PERANG Dingin rupanya belum kunjung usai. Ketegangan yang terakhir ini tak hanya mengingatkan orang pada krisis serupa pada 1994, tapi juga silang-sengketa yang sudah muncul 20 tahun lalu.
Pada 1980-an, Amerika mulai mengendus bau tak sedap dari program nuklir Korea Utara, yang dicurigai tak hanya menghasilkan listrik, tapi juga senjata nuklir. Itu pula yang menjadi dalih Amerika untuk tetap memarkir salah satu pangkalan militer terbesarnya di Asia.
Federasi Ilmuwan Amerika (FAS) memuat cerita panjang dalam situsnya di internet tentang 22 fasilitas nuklir Korea Utara yang terdapat di 18 lokasi. Fasilitas nuklir itu berupa tambang uranium, pabrik bahan bakar nuklir, reaktor nuklir, fasilitas pemrosesan ulang, dan fasilitas riset. Sebagai negara yang jutaan rakyatnya masih terancam kelaparan, fasilitas nuklir Korea Utara terasa melimpah.

(COBA KERJAKAN)
Tentukan apakah setiap pernyataan berikut sesuai dengan teks tentang program nuklir Korea Utara. Jawab ya atau tidak, lalu kutip kata-kata teks yang menentukan.
1. Menurut FAS, Korea Utara memiliki 22 fasilitas nuklir yang tersebar di 18 lokasi.
2. Amerika mulai mencurigai program nuklir Korea Utara pada 1990-an.
3. Ketegangan yang terakhir mengingatkan orang pada krisis serupa pada 1994.

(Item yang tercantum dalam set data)
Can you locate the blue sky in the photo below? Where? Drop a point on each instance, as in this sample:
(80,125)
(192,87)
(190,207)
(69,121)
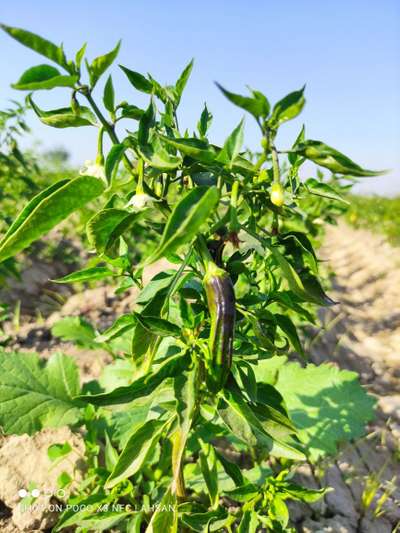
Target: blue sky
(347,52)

==

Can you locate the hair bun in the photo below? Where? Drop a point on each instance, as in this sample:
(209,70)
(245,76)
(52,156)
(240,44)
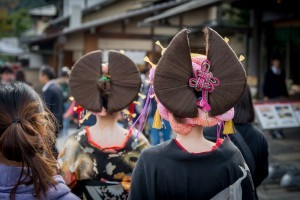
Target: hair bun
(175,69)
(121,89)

* * *

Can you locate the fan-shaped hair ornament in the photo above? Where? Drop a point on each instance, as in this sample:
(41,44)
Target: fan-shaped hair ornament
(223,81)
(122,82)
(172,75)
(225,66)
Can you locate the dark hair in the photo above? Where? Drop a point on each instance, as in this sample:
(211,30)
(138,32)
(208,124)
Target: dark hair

(JAWABAN TUGAS)
1. Ya: "22 fasilitas nuklir Korea Utara yang terdapat di 18 lokasi"
2. Tidak: "Pada 1980-an, Amerika mulai mengendus bau tak sedap dari program nuklir Korea Utara"
3. Ya: "mengingatkan orang pada krisis serupa pada 1994"